▸ **Instruction A**: Reproduce the spelt bread recipe word for word from "As mentioned before" to "watching portion control.".
▸ **Instruction B**: In the spelt bread recipe, what temperature should the oven be preheated to for a regular loaf pan?

▸ **Supplied passage**:
## Begin

As mentioned before in the baking with spelt section, spelt flour has a lower glycemic index compared to the usual wheat flour used to make bread. The lower GI helps to moderate the effect that starches, like bread, has on blood sugar levels. Spelt is a good substitute for regular flour in diabetic recipes. However, the bread obviously still has carbohydrates, so it needs to be eaten in moderation and watching portion control.
Makes 1 - 9"x5" standard bread loaf (OR a medium round loaf)
Plan ahead: this bread needs 18-24 hours to rise. This isn't optional; it really does need that amount of time to develop taste and texture ... instead of kneading the bread, you'll be letting nature do the work instead. Luckily it only takes 5 minutes to put together.
After 18-24 hours, you'll see that the dough is full of bubbles (this will form the open crumb of the bread - so yummy) and probably looks even wetter than it did when you mixed it.
You can choose to either:
If using a regular loaf pan:Grease the pan well (coconut oil works great, but you can use any kind you want). Pour the dough in and let it rest for another hour or so. Then pre-heat the oven to 425 F. If you'd like a chewier top crust, you can also lightly baste the top of the loaf with oil. Sprinkle the loaf with the chia seeds, if using. Put the loaf pan in the pre-heated oven for 35-40 minutes until golden brown and baked through.

## End

▸ **Information provided**:
## Begin

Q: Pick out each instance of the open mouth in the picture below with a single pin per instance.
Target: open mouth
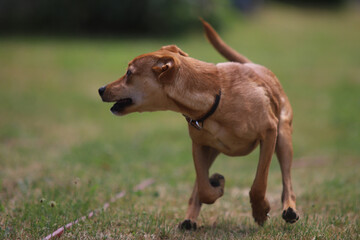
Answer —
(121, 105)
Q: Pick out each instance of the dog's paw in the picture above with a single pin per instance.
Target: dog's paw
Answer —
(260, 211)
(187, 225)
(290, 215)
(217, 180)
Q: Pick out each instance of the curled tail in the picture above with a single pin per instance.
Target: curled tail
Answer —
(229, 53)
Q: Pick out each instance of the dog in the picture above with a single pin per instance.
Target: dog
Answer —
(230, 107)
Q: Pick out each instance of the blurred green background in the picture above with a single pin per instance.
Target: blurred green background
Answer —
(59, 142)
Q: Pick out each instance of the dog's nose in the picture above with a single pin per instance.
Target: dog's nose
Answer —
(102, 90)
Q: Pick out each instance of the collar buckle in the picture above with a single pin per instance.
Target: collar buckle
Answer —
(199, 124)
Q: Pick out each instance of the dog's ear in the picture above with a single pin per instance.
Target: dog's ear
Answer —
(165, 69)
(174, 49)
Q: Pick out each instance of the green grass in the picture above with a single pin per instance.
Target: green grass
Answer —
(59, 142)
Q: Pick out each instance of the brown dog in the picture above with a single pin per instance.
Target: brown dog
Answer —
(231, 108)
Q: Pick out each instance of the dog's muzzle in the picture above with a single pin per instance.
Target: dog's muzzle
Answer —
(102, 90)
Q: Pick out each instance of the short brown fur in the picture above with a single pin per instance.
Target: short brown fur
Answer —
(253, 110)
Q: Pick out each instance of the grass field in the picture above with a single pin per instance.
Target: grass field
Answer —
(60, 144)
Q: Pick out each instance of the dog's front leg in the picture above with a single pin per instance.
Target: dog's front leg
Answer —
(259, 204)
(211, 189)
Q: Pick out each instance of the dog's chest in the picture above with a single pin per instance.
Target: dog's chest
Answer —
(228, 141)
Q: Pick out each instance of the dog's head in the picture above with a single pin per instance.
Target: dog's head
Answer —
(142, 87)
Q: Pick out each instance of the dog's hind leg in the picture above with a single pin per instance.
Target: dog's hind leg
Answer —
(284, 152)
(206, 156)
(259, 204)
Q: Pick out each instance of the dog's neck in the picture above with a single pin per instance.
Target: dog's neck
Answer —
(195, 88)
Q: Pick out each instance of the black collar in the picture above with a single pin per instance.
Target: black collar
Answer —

## End

▸ **Task response A**:
As mentioned before in the baking with spelt section, spelt flour has a lower glycemic index compared to the usual wheat flour used to make bread. The lower GI helps to moderate the effect that starches, like bread, has on blood sugar levels. Spelt is a good substitute for regular flour in diabetic recipes. However, the bread obviously still has carbohydrates, so it needs to be eaten in moderation and watching portion control.

▸ **Task response B**: 425 F